# WHAT YOU ARE ASKED TO DO
A single number is required: how many lines in the data below contain "logo".

[Dataset items]
_____

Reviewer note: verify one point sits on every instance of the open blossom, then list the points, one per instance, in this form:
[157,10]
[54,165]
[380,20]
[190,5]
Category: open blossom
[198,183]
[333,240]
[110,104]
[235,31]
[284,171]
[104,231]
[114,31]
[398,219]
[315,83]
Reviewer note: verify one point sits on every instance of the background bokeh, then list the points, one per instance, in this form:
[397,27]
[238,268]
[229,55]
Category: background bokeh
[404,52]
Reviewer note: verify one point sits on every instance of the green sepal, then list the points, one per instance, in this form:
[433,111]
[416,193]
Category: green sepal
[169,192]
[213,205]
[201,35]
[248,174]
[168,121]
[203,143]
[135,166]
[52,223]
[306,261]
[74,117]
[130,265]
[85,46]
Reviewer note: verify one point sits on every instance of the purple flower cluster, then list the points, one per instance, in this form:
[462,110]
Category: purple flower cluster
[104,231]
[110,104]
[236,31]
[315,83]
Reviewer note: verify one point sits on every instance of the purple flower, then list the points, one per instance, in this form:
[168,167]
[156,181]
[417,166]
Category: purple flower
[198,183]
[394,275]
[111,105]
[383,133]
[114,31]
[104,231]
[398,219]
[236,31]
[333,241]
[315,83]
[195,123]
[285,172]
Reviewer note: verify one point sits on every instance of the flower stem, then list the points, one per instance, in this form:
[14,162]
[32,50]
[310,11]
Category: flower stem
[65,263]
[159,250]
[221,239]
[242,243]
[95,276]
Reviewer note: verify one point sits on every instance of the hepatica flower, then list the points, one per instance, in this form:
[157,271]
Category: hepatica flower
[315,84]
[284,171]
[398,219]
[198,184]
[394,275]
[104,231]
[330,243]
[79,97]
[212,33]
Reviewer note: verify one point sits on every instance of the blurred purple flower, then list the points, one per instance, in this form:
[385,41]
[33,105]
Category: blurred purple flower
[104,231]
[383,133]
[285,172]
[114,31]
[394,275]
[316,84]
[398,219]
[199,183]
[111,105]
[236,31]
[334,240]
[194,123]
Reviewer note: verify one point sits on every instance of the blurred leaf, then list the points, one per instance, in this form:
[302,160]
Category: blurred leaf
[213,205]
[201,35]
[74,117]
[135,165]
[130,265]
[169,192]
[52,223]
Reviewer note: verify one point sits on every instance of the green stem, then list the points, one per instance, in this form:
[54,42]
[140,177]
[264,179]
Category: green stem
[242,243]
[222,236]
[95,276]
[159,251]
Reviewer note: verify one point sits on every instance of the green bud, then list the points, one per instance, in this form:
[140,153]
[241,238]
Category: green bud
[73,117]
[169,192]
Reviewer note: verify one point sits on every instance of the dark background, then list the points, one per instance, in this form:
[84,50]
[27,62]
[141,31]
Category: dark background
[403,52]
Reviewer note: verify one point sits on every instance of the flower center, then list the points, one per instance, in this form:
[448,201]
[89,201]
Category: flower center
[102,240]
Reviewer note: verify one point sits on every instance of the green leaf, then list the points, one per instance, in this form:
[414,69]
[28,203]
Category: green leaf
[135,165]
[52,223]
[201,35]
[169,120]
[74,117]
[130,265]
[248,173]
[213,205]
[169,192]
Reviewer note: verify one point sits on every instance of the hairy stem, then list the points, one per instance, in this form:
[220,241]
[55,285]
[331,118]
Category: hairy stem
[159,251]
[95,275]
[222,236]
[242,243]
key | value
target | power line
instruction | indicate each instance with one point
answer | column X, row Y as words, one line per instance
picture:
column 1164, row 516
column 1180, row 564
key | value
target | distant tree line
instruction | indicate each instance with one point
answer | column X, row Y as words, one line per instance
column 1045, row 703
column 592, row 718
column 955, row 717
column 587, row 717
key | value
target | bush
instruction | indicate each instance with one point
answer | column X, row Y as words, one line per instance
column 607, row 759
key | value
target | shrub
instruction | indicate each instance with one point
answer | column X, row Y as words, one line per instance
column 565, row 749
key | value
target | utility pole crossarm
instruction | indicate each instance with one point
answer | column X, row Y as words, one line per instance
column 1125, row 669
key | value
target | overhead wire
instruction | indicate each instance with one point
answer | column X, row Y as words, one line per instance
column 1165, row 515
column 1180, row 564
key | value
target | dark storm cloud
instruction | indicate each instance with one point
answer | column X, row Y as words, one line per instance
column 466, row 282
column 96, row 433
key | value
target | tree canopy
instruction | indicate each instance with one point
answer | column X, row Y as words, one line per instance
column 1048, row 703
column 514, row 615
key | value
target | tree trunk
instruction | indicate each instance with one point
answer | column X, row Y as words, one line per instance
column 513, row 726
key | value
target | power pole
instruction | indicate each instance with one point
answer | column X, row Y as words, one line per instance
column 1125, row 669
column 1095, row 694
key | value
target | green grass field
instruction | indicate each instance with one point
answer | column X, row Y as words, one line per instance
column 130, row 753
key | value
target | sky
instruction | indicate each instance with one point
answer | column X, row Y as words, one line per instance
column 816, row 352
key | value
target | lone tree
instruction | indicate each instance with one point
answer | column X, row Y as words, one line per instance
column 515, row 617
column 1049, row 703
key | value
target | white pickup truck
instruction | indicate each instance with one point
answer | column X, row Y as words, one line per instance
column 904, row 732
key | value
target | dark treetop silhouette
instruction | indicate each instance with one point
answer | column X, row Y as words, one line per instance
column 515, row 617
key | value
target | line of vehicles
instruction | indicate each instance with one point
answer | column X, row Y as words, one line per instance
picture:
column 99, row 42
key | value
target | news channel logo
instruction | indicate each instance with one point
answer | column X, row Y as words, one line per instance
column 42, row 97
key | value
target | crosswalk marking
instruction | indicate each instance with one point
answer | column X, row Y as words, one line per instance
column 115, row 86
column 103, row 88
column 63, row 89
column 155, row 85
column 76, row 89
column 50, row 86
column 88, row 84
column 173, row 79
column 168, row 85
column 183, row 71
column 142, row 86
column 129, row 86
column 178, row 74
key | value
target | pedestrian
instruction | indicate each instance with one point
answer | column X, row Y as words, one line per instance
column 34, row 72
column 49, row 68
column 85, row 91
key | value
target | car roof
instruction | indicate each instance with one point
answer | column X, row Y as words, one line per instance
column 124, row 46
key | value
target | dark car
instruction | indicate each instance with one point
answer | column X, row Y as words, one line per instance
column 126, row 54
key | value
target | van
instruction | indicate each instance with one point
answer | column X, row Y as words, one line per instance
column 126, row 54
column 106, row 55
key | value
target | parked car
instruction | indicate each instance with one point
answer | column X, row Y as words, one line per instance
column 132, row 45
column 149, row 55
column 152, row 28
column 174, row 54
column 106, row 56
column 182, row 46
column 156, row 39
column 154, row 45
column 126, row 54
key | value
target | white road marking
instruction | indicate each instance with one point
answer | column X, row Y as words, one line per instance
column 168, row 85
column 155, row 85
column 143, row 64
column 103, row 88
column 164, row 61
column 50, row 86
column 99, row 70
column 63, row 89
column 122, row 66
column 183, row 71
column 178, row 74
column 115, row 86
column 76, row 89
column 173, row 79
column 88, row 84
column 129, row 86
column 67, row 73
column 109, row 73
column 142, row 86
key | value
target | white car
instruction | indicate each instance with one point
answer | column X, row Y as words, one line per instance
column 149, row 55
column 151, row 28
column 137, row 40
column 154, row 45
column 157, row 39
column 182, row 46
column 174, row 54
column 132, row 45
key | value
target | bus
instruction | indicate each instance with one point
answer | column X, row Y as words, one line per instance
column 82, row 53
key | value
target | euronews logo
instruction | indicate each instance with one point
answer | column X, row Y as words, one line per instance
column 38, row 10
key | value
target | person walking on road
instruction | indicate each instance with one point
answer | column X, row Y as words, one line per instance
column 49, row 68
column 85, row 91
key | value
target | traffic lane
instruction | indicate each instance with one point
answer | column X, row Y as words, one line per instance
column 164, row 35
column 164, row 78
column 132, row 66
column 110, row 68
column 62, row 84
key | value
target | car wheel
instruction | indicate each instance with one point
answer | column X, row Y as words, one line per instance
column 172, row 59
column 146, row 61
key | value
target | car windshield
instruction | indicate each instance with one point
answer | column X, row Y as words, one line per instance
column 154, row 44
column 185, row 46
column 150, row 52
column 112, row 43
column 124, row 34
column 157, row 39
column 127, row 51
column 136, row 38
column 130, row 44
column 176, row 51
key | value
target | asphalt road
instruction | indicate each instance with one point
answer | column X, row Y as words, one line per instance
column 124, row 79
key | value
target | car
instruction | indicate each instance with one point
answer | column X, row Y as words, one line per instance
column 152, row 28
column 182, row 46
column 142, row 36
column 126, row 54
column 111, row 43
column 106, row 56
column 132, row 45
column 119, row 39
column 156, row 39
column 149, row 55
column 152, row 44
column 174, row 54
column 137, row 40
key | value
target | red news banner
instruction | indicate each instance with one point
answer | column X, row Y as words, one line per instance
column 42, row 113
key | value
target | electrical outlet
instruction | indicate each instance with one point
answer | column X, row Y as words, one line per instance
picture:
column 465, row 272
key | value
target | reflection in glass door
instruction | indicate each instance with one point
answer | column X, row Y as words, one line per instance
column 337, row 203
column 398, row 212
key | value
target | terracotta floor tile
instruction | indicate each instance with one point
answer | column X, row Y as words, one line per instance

_____

# RESULT OF THIS EXERCISE
2